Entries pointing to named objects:

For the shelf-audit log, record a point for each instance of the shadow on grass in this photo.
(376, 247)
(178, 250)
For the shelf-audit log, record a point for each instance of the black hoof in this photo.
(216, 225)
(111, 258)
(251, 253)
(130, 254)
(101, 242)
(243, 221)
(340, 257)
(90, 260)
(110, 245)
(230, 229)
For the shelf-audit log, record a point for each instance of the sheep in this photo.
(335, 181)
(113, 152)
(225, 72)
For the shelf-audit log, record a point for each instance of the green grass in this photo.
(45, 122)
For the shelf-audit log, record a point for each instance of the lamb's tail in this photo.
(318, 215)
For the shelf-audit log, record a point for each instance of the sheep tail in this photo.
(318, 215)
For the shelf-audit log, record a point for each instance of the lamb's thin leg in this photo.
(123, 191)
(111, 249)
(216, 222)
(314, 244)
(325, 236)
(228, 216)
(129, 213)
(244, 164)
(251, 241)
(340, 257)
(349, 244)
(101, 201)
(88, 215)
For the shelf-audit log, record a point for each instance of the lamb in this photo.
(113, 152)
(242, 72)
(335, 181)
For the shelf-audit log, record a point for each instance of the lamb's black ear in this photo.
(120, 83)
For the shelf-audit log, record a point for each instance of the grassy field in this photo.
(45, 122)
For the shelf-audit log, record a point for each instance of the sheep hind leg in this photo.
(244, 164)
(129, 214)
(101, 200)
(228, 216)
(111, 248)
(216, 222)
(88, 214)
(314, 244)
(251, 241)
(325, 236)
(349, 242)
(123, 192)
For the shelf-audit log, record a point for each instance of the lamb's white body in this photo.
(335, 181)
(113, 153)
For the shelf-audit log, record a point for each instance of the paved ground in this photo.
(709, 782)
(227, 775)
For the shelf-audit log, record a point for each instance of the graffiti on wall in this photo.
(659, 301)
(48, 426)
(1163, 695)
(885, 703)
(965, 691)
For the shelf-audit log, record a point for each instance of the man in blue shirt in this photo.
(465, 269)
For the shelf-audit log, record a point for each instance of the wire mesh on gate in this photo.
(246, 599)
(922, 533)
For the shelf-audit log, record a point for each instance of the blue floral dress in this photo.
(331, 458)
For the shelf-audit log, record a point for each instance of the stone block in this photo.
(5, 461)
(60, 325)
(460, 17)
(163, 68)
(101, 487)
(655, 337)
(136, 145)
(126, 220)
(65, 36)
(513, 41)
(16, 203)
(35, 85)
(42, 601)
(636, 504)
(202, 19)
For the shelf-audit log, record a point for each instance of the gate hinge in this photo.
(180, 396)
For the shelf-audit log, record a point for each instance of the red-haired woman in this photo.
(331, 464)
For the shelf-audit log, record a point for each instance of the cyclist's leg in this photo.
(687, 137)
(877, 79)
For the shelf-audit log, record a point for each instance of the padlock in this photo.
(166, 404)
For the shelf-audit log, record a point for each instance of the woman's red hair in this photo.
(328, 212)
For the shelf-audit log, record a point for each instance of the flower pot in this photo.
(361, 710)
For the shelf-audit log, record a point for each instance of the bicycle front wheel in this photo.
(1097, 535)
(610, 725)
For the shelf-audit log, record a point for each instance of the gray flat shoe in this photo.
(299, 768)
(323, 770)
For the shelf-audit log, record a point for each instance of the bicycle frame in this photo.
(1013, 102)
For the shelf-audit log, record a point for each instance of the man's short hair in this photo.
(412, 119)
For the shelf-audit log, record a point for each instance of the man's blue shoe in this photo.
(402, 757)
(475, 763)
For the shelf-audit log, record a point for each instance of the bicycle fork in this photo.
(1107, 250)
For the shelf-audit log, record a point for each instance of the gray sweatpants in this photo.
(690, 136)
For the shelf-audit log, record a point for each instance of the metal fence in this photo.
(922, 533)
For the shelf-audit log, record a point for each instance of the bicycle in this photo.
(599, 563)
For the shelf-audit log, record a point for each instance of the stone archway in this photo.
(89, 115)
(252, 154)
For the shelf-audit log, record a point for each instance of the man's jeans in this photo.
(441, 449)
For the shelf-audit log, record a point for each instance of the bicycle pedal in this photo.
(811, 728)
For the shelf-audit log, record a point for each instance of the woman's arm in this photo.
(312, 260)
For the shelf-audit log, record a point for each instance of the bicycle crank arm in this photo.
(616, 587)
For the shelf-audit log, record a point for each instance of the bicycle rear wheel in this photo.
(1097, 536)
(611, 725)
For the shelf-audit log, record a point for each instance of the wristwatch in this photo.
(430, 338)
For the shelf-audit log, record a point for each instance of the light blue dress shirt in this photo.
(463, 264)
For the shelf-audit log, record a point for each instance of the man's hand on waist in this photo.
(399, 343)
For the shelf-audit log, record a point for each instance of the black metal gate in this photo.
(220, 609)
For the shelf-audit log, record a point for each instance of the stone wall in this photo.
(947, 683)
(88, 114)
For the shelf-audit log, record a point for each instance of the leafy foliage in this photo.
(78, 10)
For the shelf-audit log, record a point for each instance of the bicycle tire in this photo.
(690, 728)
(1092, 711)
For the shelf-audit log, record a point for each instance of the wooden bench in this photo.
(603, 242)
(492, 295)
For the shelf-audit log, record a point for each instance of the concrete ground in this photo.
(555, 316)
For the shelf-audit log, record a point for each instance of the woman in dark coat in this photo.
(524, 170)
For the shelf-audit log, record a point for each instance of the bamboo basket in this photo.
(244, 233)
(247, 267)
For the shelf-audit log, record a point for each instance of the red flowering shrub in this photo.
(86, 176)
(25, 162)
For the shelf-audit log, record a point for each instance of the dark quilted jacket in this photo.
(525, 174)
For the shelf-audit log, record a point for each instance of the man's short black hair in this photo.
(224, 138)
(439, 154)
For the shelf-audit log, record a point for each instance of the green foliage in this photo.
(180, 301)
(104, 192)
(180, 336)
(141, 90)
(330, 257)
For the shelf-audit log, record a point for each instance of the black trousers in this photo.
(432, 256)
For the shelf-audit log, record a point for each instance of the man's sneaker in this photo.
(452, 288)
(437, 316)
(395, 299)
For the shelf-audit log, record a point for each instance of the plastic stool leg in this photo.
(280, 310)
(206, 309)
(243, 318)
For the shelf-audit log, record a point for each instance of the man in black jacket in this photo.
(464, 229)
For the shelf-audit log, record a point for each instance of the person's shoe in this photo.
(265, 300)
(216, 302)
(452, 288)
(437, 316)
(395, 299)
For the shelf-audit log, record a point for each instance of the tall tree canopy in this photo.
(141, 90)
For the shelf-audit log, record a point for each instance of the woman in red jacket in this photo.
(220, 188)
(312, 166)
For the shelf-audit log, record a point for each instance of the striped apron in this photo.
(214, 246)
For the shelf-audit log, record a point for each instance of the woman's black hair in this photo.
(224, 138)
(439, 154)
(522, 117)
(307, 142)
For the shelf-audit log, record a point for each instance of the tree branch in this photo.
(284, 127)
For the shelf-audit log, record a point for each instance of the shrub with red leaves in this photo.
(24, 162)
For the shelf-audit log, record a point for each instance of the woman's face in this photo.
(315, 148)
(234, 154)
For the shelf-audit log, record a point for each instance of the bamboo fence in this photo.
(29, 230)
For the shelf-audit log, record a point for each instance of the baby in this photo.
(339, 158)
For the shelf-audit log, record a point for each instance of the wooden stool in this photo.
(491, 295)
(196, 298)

= STATED TASK =
Copy out every entry above with "shelf-audit log" renamed to "inventory log" wherever it occurs, keeping everything else the same.

= RESULT OF THIS EXERCISE =
For the inventory log, record a point for each instance of the shadow on grass in this photo.
(376, 247)
(178, 250)
For the inventory log, record a point for each instance of the black hoof in this photo.
(216, 225)
(111, 258)
(251, 253)
(130, 254)
(101, 242)
(243, 221)
(340, 257)
(90, 260)
(110, 245)
(230, 229)
For the inventory log, record a point for each instance of the sheep in this photo.
(335, 181)
(113, 152)
(225, 72)
For the inventory log, record a point for each instance of the green grass in this photo.
(45, 122)
For the inventory log, record a point for each instance of the lamb's tail in this photo.
(318, 215)
For the inventory log, record a point for each instance of the sheep tail in this photo.
(318, 215)
For the inventory log, record a point for each instance of the lamb's thin leg in this photo.
(123, 191)
(111, 249)
(216, 222)
(314, 244)
(325, 236)
(228, 216)
(129, 213)
(244, 164)
(251, 241)
(340, 257)
(349, 244)
(101, 201)
(88, 215)
For the inventory log, record a point for each instance of the lamb in this photo.
(113, 152)
(242, 72)
(335, 181)
For the inventory log, record a point for each instance of the lamb's black ear in this photo.
(120, 83)
For the inventory log, record a point for each instance of the grassy field in this photo.
(45, 122)
For the inventory log, record a point for each instance of the sheep hind leg in this photo.
(244, 164)
(129, 214)
(101, 200)
(228, 216)
(111, 248)
(216, 222)
(88, 214)
(314, 244)
(251, 241)
(325, 236)
(349, 242)
(123, 192)
For the inventory log, record a point for each instance of the lamb's white body in this photo.
(335, 181)
(113, 153)
For the inventory log, record a point for each instance of the paved ground in this photo.
(709, 782)
(227, 775)
For the inventory log, record a point for each instance of the graffiti on wall in this photo.
(659, 301)
(48, 426)
(1163, 695)
(885, 703)
(965, 691)
For the inventory log, record a point for each instance of the man in blue shirt in this photo.
(465, 269)
For the inventory log, record a point for each instance of the wire mesh on gate in this photo.
(246, 599)
(922, 533)
For the inventory log, record a point for each instance of the blue floral dress in this photo.
(331, 458)
For the inventory log, record a point for each instance of the stone block in this photo.
(5, 461)
(60, 325)
(460, 17)
(163, 68)
(101, 487)
(655, 337)
(136, 145)
(126, 220)
(65, 36)
(513, 41)
(16, 203)
(35, 85)
(42, 601)
(636, 504)
(202, 19)
For the inventory log, record a point for each instance of the gate hinge in this photo.
(180, 396)
For the inventory log, record a point for each instance of the red-haired woman in this photo.
(331, 464)
For the inventory log, record a point for each instance of the cyclist's leg in this photo.
(687, 137)
(877, 79)
For the inventory log, record a point for each instance of the padlock in this photo.
(166, 404)
For the inventory log, record a point for each instance of the woman's red hair in this photo.
(328, 212)
For the inventory log, record a point for each instance of the flower pot in this photo.
(361, 710)
For the inventory log, record a point for each instance of the bicycle front wheel in this photo.
(1097, 535)
(610, 725)
For the inventory log, record a point for each instance of the gray flat shoe in this photo.
(299, 768)
(323, 770)
For the inventory log, record a point for each instance of the bicycle frame in this photo.
(1013, 102)
For the inventory log, record a point for each instance of the man's short hair in this photo.
(412, 119)
For the inventory log, record a point for each instance of the man's blue shoe in this photo.
(402, 757)
(475, 763)
For the inventory log, record a point for each instance of the bicycle fork in this photo.
(1107, 250)
For the inventory log, record a point for each instance of the gray sweatpants in this photo.
(690, 136)
For the inventory log, record a point for each instance of the metal fence in this photo.
(922, 533)
For the inventory log, record a point for each instance of the bicycle in this photo.
(599, 563)
For the inventory log, record a point for each instance of the stone archway in this photo.
(89, 115)
(252, 154)
For the inventory log, record a point for each instance of the man's jeans in this photo.
(441, 449)
For the inventory log, record a point for each instance of the bicycle pedal in this photo.
(811, 728)
For the inventory log, record a point for each instance of the woman's arm in this photo.
(312, 260)
For the inventory log, record a point for each instance of the bicycle crank arm in this photo.
(616, 587)
For the inventory log, record a point for each instance of the bicycle rear wheel in this photo.
(1097, 536)
(611, 725)
For the inventory log, record a point for each instance of the wristwatch in this photo.
(430, 338)
For the inventory log, record a point for each instance of the light blue dress shirt in this photo.
(463, 264)
For the inventory log, record a point for each instance of the man's hand on waist in this photo.
(399, 343)
For the inventory log, record a point for each instance of the black metal gate in this photo.
(220, 609)
For the inventory log, record a point for each instance of the stone wall in this photo.
(947, 683)
(88, 114)
For the inventory log, record a point for each instance of the leafy foliage in this photo.
(78, 10)
For the inventory log, record a point for each instance of the bicycle tire in this photo.
(690, 728)
(1092, 711)
For the inventory log, record a point for each instance of the wooden bench in this photo.
(603, 242)
(492, 295)
For the inventory log, record a point for each instance of the concrete ground in this photo.
(555, 316)
For the inventory log, record a point for each instance of the woman in dark coat in this photo.
(524, 170)
For the inventory log, record a point for each instance of the bamboo basket in this photo.
(244, 233)
(247, 267)
For the inventory log, record a point for each instance of the red flowering shrub in this photo.
(86, 176)
(25, 162)
For the inventory log, record a point for each instance of the dark quilted jacket in this photo.
(525, 174)
For the inventory log, record a point for each instance of the man's short black hair in this photo.
(224, 138)
(439, 154)
For the inventory log, record a point for each instance of the green foliage in this photo.
(180, 301)
(104, 192)
(180, 336)
(141, 90)
(330, 257)
For the inventory log, record a point for each instance of the black trousers in this photo.
(432, 256)
For the inventory log, record a point for each instance of the man's sneaker in this photo.
(452, 288)
(437, 316)
(395, 299)
For the inventory log, record a point for each instance of the plastic stool leg in this photo.
(280, 310)
(206, 309)
(243, 318)
For the inventory log, record a point for each instance of the man in black jacket in this photo.
(464, 229)
For the inventory log, record a point for each instance of the person's shoe in this photo.
(265, 300)
(216, 302)
(452, 288)
(437, 316)
(395, 299)
For the inventory log, record a point for each instance of the tall tree canopy in this photo.
(141, 90)
For the inventory log, record a point for each instance of the woman in red jacket in this photo.
(220, 188)
(312, 166)
For the inventory log, record a point for each instance of the striped apron in this photo.
(214, 246)
For the inventory log, record a point for each instance of the woman's black hair in this photo.
(224, 138)
(439, 154)
(522, 117)
(307, 142)
For the inventory log, record a point for each instance of the tree branch in this photo.
(284, 127)
For the inventory log, record a point for each instance of the shrub with red leaves in this photo.
(24, 162)
For the inventory log, record a point for each instance of the woman's face in this photo.
(315, 148)
(234, 154)
For the inventory log, record a point for each instance of the bamboo fence in this photo.
(29, 230)
For the inventory log, record a point for each instance of the baby in this photo.
(339, 158)
For the inventory log, record a point for each instance of the wooden stool in this photo.
(491, 295)
(196, 298)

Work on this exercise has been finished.